Set of tasks >>
1. In the Nam Prik Ong recipe, rewrite the paragraph beginning "Nam Prik Ong is a vibrant" more briefly, keeping its main facts.
2. Write the next part of the Nam Prik Ong recipe, picking up after its last step.

Provided text >>
Nam Prik Ong

Nam Prik Ong is a vibrant and flavorful Thai chili dip made with roasted tomatoes and spices, perfect for a vegan breakfast. Served with fresh vegetables, it offers a delightful balance of heat and freshness.

Nam Prik Ong
30 minutes
Difficulty: Medium
Thai
150 kcal

Ingredients

  • Cherry tomatoes - 200 grams
  • Red bell pepper - 1 medium, chopped
  • Shallots - 2, peeled and roughly chopped
  • Garlic - 3 cloves, peeled
  • Dried Thai chilies - 4, soaked in warm water
  • Soy sauce - 2 tablespoons
  • Lime juice - 1 tablespoon
  • Coriander powder - 1 teaspoon
  • Cumin powder - 1 teaspoon
  • Salt - to taste
  • Fresh cilantro - for garnish
  • Cucumber - 1, sliced for serving
  • Carrot - 1, cut into sticks for serving
  • Radish - 4, halved for serving

Steps

  1. Preheat your oven to 200°C (400°F).
  2. Place the cherry tomatoes and red bell pepper on a baking tray and roast in the oven for 15-20 minutes until softened and slightly charred.
  3. In a skillet over medium heat, add a splash of water and sauté the shallots and garlic until translucent, about 5 minutes.
  4. Once the tomatoes and bell pepper are roasted, remove them from the oven and let cool slightly.

Given entries >>
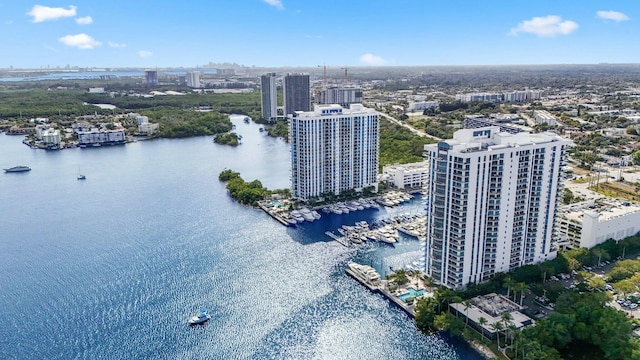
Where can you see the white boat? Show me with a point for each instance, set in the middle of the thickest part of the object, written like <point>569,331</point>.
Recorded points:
<point>201,318</point>
<point>307,215</point>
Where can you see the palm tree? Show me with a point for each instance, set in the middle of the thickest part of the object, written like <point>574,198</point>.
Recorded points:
<point>497,327</point>
<point>513,329</point>
<point>482,321</point>
<point>522,288</point>
<point>467,305</point>
<point>509,283</point>
<point>506,319</point>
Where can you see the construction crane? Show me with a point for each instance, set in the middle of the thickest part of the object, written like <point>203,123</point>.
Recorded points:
<point>346,78</point>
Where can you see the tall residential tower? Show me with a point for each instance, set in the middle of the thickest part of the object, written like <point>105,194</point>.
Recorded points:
<point>491,203</point>
<point>269,94</point>
<point>333,149</point>
<point>297,93</point>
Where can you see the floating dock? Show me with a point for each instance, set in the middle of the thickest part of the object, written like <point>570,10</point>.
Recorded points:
<point>339,239</point>
<point>380,290</point>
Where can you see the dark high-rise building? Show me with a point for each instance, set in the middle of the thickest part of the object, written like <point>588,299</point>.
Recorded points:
<point>268,90</point>
<point>297,93</point>
<point>151,76</point>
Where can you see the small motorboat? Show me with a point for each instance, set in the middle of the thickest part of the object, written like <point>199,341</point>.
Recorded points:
<point>201,318</point>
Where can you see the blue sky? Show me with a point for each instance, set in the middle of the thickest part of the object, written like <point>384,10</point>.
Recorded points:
<point>146,33</point>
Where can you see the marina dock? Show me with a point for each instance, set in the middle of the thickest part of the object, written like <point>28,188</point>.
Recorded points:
<point>380,289</point>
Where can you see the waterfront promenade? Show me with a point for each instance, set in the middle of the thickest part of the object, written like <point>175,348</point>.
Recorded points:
<point>410,309</point>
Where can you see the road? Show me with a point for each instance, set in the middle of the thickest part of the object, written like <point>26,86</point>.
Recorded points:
<point>412,129</point>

Exercise answers >>
1. Nam Prik Ong is a flavorful Thai chili dip of roasted tomatoes and spices. Served with fresh vegetables, it makes a vegan breakfast that balances heat and freshness.

2.
  5. In a blender or food processor, combine the roasted tomatoes, bell pepper, sautéed shallots, garlic, soaked chilies, soy sauce, lime juice, coriander powder, cumin powder, and salt. Blend until smooth.
  6. Taste and adjust the seasoning if necessary.
  7. Serve the Nam Prik Ong in a bowl, garnished with fresh cilantro, alongside sliced cucumber, carrot sticks, and radishes for dipping.

Nutrition

  • Calories: 150
  • Protein: 4 g
  • Carbs: 30 g
  • Fiber: 6 g
  • Sugar: 6 g
  • Sodium: 400 mg
  • Cholesterol: 0 mg
  • Total Fat: 2 g
  • Saturated Fat: 0 g
  • Unsaturated Fat: 2 g
  • Water: 0.2 L

Health Benefits

  • Rich in vitamins A and C from the tomatoes and bell peppers.
  • High in fiber due to the fresh vegetables served alongside.